>> Begin Source

Solve this equation pls y'+xy=e^x y(0)=1

First, let us find the solution of the homogeneous equation
${\displaystyle y^{\prime }+xy=0}$
We get,
${\displaystyle y^{\prime }+xy=0}$
${\displaystyle \Rightarrow y^{\prime }=-xy}$
${\displaystyle \Rightarrow \frac{dy}{dx}=-xy}$
${\displaystyle \Rightarrow \frac{dy}{y}=(-x)dx}$
By integrating both sides, we get,
${\displaystyle \int \frac{dy}{y}=\int (-x)dx}$
${\displaystyle \Rightarrow \ln \left(y\right)-\frac{x^2}{2}+\ln \left(C\right)}$
${\displaystyle \Rightarrow \log \left(y\right)-\log \left(C\right)=-\frac{x^2}{2}}$
${\displaystyle \Rightarrow \left(\frac{y}{C}\right)=-\frac{x^2}{2}}$
${\displaystyle \Rightarrow y=C{e}^{\frac{x^2}{2}}}$
So, the general solution of the given differential equation is given by
${\displaystyle a{e}^{-\frac{x^2}{2}}+e^{-\frac{x^2}{2}}\int \frac{e^x}{e^{-\frac{x^2}{2}}}dx}$

>> End Source
>> Begin Information shown

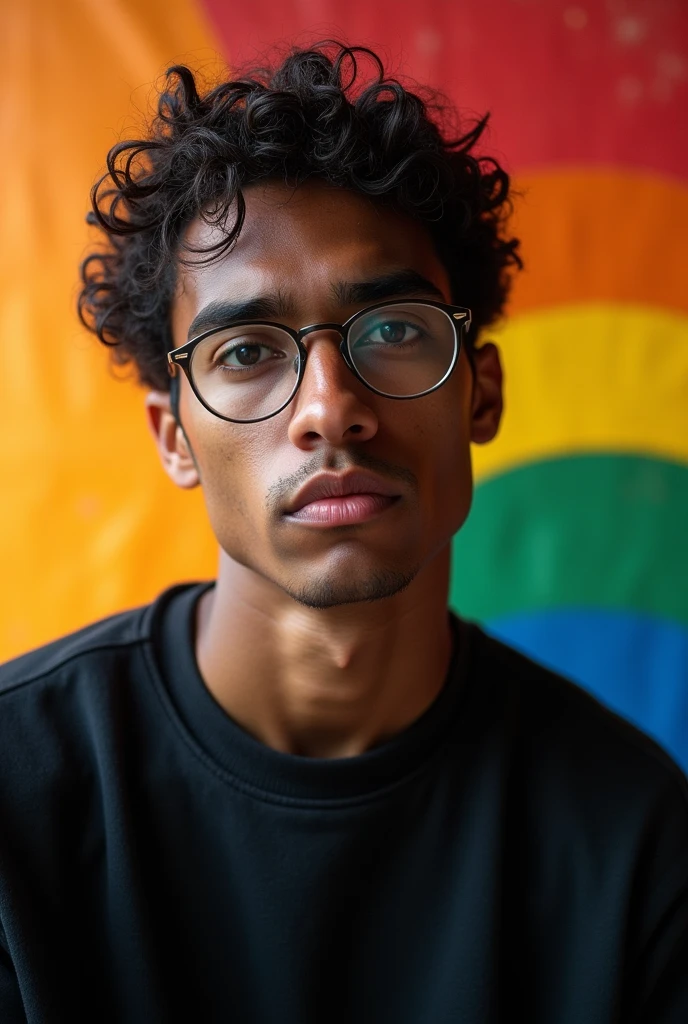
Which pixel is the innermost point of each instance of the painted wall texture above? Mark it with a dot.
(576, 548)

>> End Information shown
>> Begin Information shown

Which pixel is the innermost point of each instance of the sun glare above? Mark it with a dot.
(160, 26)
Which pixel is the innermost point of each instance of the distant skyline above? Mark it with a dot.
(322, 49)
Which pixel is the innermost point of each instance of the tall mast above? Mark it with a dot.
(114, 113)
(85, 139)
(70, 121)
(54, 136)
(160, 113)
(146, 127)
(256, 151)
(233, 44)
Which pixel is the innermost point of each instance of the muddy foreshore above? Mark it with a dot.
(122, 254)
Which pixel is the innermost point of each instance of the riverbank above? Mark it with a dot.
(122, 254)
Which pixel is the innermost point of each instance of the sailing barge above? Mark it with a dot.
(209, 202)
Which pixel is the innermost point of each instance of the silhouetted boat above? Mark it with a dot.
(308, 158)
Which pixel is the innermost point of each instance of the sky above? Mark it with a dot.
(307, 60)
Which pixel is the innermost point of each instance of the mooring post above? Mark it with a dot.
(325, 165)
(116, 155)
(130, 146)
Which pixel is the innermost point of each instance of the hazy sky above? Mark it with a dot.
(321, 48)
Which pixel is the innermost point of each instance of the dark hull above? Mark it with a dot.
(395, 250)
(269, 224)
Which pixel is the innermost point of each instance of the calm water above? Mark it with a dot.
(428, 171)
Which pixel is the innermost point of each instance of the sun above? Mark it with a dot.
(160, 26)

>> End Information shown

Task goal
In the worked solution above, how does the step from dy/y = (-x)dx lead to the next equation?

Expected output
The solution integrates both sides of dy/y = (-x)dx. This gives the integral of dy/y set equal to the integral of (-x)dx.